▸ **Tasks to perform**:
1. Return the passage from the article on the Sutherland schoolyard market garden, starting at "And Sutherland secondary" and ending at "outdoor, green-learning classroom.", copied word for word.
2. According to the article on the Sutherland schoolyard market garden, on what date did the garden officially open?

▸ **Excerpted passage**:
:::
The grassroots movement pushing for healthier food that has been growing around the world over the past decade is being led by a new kind of optimism and a sustainable set of ideals.
And Sutherland secondary is showing us one way to grow the movement with a local environmental initiative that may be a model for other schools to follow. The Sutherland Schoolyard Market Garden at 1860 Sutherland Ave., North Vancouver, officially opened on June 12 with local politicians, North Vancouver school district staff and representatives of sustainable food groups on hand. A first of its kind on the North Shore, the schoolyard market garden at Sutherland is intended to be an outdoor, green-learning classroom.
The garden's deeper purpose was eloquently summed up by Emily Jubenvill, manager of the Edible Garden Project at North Shore Neighbourhood House.
Jubenvill was busy with her duties at the garden's opening but managed some time to talk to me, explaining her perspective as we walked beside a long raised bed of organically grown carrots that swayed and shimmered in the late afternoon breeze.
"Schoolyard market gardens are outdoor, handson learning classrooms where school communities come together to learn about food systems, environmental sustainability, connection to the land and community," she said.
:::
▸ **The data**:

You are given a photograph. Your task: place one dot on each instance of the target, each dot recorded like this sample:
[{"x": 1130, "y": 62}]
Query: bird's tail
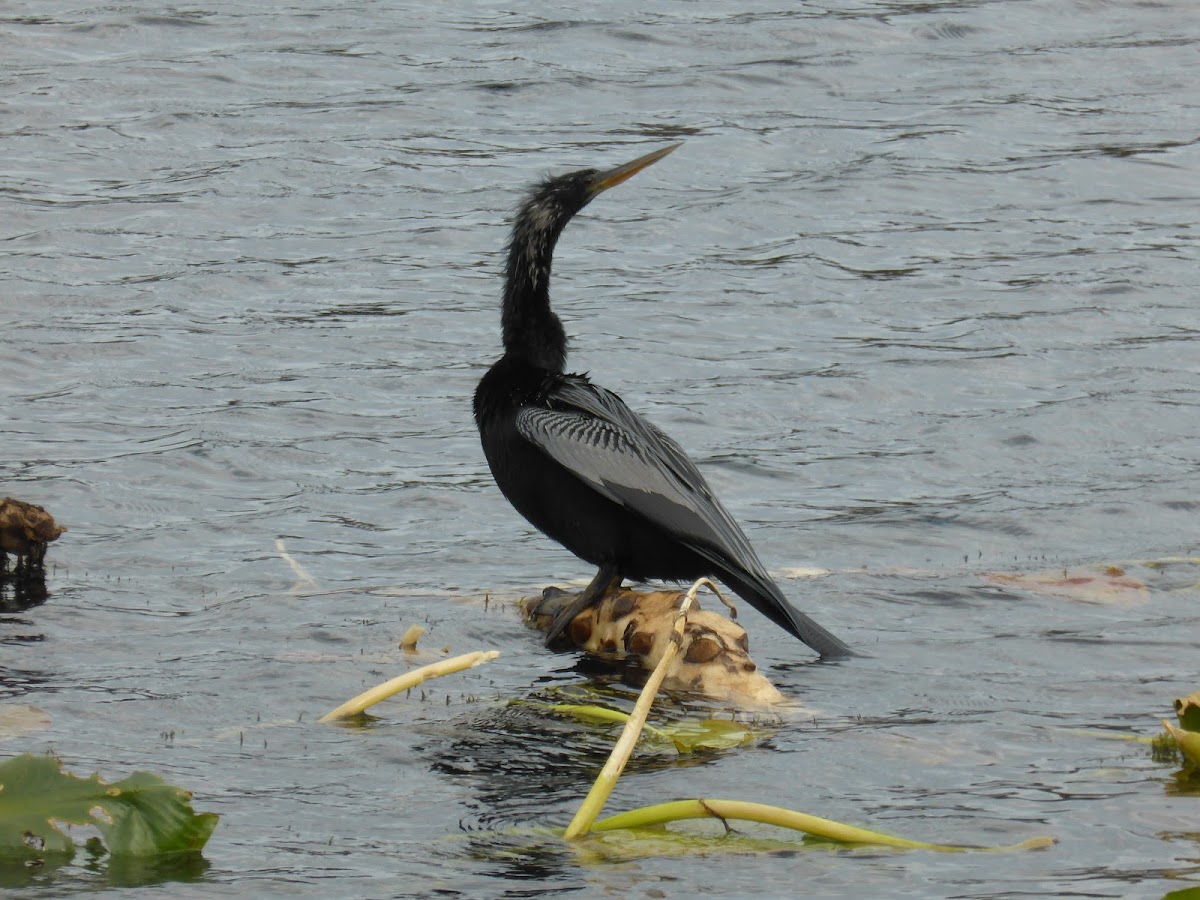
[{"x": 766, "y": 597}]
:::
▸ **Responses per task**:
1.
And Sutherland secondary is showing us one way to grow the movement with a local environmental initiative that may be a model for other schools to follow. The Sutherland Schoolyard Market Garden at 1860 Sutherland Ave., North Vancouver, officially opened on June 12 with local politicians, North Vancouver school district staff and representatives of sustainable food groups on hand. A first of its kind on the North Shore, the schoolyard market garden at Sutherland is intended to be an outdoor, green-learning classroom.

2. June 12